DATA PROVIDED -
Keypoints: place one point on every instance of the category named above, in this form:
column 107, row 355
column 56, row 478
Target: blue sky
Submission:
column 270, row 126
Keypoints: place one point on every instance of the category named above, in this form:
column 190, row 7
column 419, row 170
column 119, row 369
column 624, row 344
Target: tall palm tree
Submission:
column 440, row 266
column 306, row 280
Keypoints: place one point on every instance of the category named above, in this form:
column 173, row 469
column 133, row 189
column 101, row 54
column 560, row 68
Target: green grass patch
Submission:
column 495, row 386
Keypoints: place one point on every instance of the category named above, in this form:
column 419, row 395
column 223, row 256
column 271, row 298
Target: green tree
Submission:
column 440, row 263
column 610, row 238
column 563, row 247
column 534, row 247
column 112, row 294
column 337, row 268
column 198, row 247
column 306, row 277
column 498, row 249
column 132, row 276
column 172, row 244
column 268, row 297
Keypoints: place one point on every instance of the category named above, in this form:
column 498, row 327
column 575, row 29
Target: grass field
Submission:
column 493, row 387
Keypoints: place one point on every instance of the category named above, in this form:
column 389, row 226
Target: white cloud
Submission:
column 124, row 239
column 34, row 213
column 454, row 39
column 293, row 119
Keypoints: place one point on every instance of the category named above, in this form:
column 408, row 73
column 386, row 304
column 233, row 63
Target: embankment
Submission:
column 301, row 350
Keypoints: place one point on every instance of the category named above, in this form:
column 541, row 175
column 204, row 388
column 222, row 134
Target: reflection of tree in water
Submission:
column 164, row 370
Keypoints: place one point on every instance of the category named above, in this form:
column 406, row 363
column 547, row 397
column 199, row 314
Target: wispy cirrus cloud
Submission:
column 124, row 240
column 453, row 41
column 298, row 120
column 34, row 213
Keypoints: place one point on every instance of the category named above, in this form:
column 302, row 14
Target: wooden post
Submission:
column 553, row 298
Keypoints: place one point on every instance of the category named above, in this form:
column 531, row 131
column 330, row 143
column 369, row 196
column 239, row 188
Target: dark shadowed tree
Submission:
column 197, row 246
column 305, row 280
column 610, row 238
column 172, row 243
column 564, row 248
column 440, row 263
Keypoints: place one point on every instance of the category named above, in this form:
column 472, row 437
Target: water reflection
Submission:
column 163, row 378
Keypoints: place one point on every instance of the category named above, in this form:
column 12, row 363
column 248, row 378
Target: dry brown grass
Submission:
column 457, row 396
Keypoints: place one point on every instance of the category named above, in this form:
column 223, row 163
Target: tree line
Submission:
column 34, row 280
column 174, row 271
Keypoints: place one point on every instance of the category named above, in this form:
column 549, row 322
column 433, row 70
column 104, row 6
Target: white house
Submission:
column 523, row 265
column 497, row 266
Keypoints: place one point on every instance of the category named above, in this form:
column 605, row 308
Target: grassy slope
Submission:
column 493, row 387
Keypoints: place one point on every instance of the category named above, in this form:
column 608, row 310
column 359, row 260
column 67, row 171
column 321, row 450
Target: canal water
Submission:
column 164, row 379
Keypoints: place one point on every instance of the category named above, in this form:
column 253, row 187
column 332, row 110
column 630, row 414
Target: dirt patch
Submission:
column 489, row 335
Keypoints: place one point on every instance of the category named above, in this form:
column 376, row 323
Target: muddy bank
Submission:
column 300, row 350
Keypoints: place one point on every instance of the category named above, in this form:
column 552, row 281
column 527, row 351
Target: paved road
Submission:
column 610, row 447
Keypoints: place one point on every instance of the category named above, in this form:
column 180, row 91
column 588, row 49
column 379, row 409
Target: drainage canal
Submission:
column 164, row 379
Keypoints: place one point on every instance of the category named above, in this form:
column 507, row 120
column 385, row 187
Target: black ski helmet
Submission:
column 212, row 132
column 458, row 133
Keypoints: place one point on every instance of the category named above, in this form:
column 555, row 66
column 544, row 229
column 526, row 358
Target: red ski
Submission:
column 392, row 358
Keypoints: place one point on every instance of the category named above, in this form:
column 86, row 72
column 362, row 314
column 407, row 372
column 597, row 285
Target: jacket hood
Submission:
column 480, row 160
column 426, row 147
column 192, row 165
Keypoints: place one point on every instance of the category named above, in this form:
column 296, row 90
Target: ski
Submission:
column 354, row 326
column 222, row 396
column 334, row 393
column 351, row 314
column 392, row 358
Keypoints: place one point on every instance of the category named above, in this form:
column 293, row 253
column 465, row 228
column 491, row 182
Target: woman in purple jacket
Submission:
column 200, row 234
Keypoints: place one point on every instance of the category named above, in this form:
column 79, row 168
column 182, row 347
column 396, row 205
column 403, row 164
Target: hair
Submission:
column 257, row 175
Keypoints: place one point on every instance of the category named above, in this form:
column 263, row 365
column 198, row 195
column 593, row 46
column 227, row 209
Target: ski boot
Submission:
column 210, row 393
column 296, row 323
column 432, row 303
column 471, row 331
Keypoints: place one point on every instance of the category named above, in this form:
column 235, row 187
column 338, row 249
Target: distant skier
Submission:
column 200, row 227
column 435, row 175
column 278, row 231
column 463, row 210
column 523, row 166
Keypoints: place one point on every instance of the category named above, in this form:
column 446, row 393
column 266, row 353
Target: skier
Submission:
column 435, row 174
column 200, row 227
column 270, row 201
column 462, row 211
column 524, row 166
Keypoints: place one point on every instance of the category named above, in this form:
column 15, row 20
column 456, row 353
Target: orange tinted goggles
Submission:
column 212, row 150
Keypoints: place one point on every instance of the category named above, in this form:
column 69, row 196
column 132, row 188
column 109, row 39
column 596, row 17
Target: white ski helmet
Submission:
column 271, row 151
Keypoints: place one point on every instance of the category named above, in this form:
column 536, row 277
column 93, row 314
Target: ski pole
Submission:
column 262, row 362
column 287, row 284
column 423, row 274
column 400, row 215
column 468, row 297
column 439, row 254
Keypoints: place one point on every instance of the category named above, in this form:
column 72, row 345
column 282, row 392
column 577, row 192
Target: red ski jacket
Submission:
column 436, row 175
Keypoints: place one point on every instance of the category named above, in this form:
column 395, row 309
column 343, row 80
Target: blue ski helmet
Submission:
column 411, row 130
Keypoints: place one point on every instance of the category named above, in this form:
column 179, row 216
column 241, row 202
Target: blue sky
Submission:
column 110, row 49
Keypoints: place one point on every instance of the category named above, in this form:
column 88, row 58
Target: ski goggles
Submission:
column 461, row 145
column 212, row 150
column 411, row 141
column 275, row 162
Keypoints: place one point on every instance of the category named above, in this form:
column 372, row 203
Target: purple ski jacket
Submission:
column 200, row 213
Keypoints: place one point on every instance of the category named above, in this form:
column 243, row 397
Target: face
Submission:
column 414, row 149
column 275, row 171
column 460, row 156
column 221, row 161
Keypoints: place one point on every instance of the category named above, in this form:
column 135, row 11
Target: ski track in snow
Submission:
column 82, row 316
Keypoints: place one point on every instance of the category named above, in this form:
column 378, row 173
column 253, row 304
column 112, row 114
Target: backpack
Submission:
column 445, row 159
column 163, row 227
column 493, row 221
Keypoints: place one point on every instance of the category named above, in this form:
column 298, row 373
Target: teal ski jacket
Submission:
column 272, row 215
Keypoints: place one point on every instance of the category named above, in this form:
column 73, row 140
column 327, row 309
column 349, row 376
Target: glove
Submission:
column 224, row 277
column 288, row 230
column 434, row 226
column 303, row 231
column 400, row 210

PROBLEM DETAILS - Make an exact copy of the whole listing, so that no line is lost.

EXPECTED ANSWER -
Keypoints: place one point on every instance of the category named above, in this form:
column 107, row 355
column 56, row 478
Target: blue sky
Submission:
column 270, row 126
Keypoints: place one point on every instance of the category named above, in this form:
column 190, row 7
column 419, row 170
column 119, row 369
column 624, row 344
Target: tall palm tree
Submission:
column 440, row 266
column 306, row 280
Keypoints: place one point on every instance of the category named above, in this form:
column 173, row 469
column 133, row 189
column 101, row 54
column 560, row 68
Target: green grass patch
Submission:
column 495, row 386
Keypoints: place one point on every instance of the category named above, in this form:
column 419, row 395
column 223, row 256
column 271, row 298
Target: green tree
Submission:
column 440, row 263
column 610, row 238
column 563, row 247
column 534, row 247
column 112, row 294
column 337, row 268
column 198, row 247
column 306, row 277
column 498, row 249
column 132, row 276
column 172, row 244
column 268, row 297
Keypoints: place one point on every instance of the category named above, in this form:
column 498, row 327
column 575, row 29
Target: grass field
Submission:
column 493, row 387
Keypoints: place one point on every instance of the category named above, in this form:
column 389, row 226
Target: white cloud
Submission:
column 124, row 239
column 34, row 213
column 454, row 39
column 293, row 119
Keypoints: place one point on every instance of the category named above, in this form:
column 408, row 73
column 386, row 304
column 233, row 63
Target: embankment
Submission:
column 301, row 350
Keypoints: place one point on every instance of the category named above, in this form:
column 541, row 175
column 204, row 388
column 222, row 134
Target: reflection of tree in water
Submission:
column 164, row 370
Keypoints: place one point on every instance of the category named above, in this form:
column 406, row 363
column 547, row 397
column 199, row 314
Target: wispy cirrus cloud
Submission:
column 124, row 240
column 453, row 41
column 298, row 120
column 34, row 213
Keypoints: place one point on every instance of the category named above, in this form:
column 302, row 14
Target: wooden post
Submission:
column 553, row 298
Keypoints: place one point on every instance of the category named above, in this form:
column 531, row 131
column 330, row 143
column 369, row 196
column 239, row 188
Target: dark shadowed tree
Submission:
column 197, row 246
column 305, row 280
column 610, row 238
column 172, row 243
column 564, row 248
column 440, row 263
Keypoints: place one point on every instance of the category named above, in this form:
column 472, row 437
Target: water reflection
Submission:
column 163, row 378
Keypoints: place one point on every instance of the category named above, in this form:
column 12, row 363
column 248, row 378
Target: dry brown grass
Submission:
column 457, row 396
Keypoints: place one point on every instance of the category named above, in this form:
column 223, row 163
Target: tree line
Submission:
column 34, row 280
column 174, row 271
Keypoints: place one point on every instance of the category named above, in this form:
column 549, row 322
column 433, row 70
column 104, row 6
Target: white house
Submission:
column 523, row 265
column 497, row 266
Keypoints: place one point on every instance of the category named above, in this form:
column 605, row 308
Target: grassy slope
Submission:
column 493, row 387
Keypoints: place one point on every instance of the category named above, in this form:
column 608, row 310
column 359, row 260
column 67, row 171
column 321, row 450
Target: canal water
Submission:
column 164, row 379
Keypoints: place one point on every instance of the category named above, in this form:
column 253, row 187
column 332, row 110
column 630, row 414
Target: dirt patch
Submission:
column 489, row 335
Keypoints: place one point on every instance of the category named above, in this form:
column 376, row 323
Target: muddy bank
Submission:
column 300, row 350
Keypoints: place one point on every instance of the category named above, in this form:
column 552, row 281
column 527, row 351
Target: paved road
Submission:
column 610, row 447
Keypoints: place one point on every instance of the category named above, in this form:
column 180, row 91
column 588, row 49
column 379, row 409
Target: drainage canal
Submission:
column 164, row 379
Keypoints: place one point on every instance of the category named above, in this form:
column 507, row 120
column 385, row 187
Target: black ski helmet
Submission:
column 212, row 132
column 458, row 133
Keypoints: place one point on every instance of the category named above, in this form:
column 555, row 66
column 544, row 229
column 526, row 358
Target: red ski
Submission:
column 392, row 358
Keypoints: place one point on every instance of the category named above, in this form:
column 86, row 72
column 362, row 314
column 407, row 372
column 597, row 285
Target: jacket hood
Submission:
column 480, row 160
column 426, row 147
column 192, row 165
Keypoints: place one point on every instance of the category named above, in this form:
column 296, row 90
Target: ski
Submission:
column 354, row 326
column 222, row 396
column 334, row 393
column 351, row 314
column 392, row 358
Keypoints: place one point on every instance of the category named above, in this form:
column 293, row 253
column 465, row 228
column 491, row 182
Target: woman in purple jacket
Submission:
column 200, row 234
Keypoints: place one point on every instance of the category named above, in this form:
column 79, row 168
column 182, row 347
column 396, row 205
column 403, row 164
Target: hair
Submission:
column 257, row 175
Keypoints: place one point on every instance of the category named above, in this form:
column 263, row 365
column 198, row 195
column 593, row 46
column 227, row 209
Target: ski boot
Submission:
column 210, row 393
column 296, row 323
column 432, row 303
column 471, row 331
Keypoints: place one point on every instance of the category named above, in this form:
column 235, row 187
column 338, row 249
Target: distant skier
Submission:
column 200, row 227
column 435, row 175
column 278, row 231
column 463, row 210
column 523, row 166
Keypoints: place one point on every instance of the category named above, in this form:
column 446, row 393
column 266, row 353
Target: skier
Submission:
column 435, row 174
column 200, row 227
column 270, row 201
column 462, row 211
column 524, row 166
Keypoints: place one point on every instance of the category named above, in this form:
column 15, row 20
column 456, row 353
Target: orange tinted goggles
Submission:
column 212, row 150
Keypoints: place one point on every instance of the category named above, in this form:
column 69, row 196
column 132, row 188
column 109, row 39
column 596, row 17
Target: white ski helmet
Submission:
column 271, row 151
Keypoints: place one point on every instance of the category named above, in this form:
column 536, row 277
column 93, row 314
Target: ski pole
Submission:
column 262, row 362
column 287, row 284
column 423, row 274
column 400, row 215
column 468, row 297
column 439, row 254
Keypoints: place one point on every instance of the category named above, in this form:
column 72, row 345
column 282, row 392
column 577, row 192
Target: red ski jacket
Submission:
column 436, row 175
Keypoints: place one point on every instance of the category named above, in this form:
column 395, row 309
column 343, row 80
Target: blue ski helmet
Submission:
column 411, row 130
Keypoints: place one point on every instance of the category named above, in this form:
column 179, row 216
column 241, row 202
Target: blue sky
Submission:
column 110, row 49
Keypoints: place one point on every instance of the category named above, in this form:
column 88, row 58
Target: ski goggles
Submission:
column 461, row 145
column 212, row 150
column 411, row 141
column 275, row 162
Keypoints: place one point on every instance of the category named above, in this form:
column 372, row 203
Target: purple ski jacket
Submission:
column 200, row 213
Keypoints: place one point on every instance of the category named above, in this form:
column 243, row 397
Target: face
Submission:
column 414, row 149
column 275, row 171
column 460, row 156
column 221, row 161
Keypoints: place one point on every instance of the category named above, in this form:
column 135, row 11
Target: ski track in snow
Submission:
column 82, row 316
Keypoints: place one point on every instance of the category named above, in this form:
column 378, row 173
column 253, row 304
column 112, row 114
Target: backpack
Submission:
column 445, row 159
column 163, row 227
column 493, row 221
Keypoints: place one point on every instance of the category named above, in this form:
column 298, row 373
Target: teal ski jacket
Submission:
column 272, row 215
Keypoints: place one point on every instance of the category named above, in this form:
column 73, row 140
column 327, row 309
column 349, row 376
Target: glove
Submission:
column 224, row 277
column 288, row 230
column 434, row 226
column 303, row 231
column 400, row 210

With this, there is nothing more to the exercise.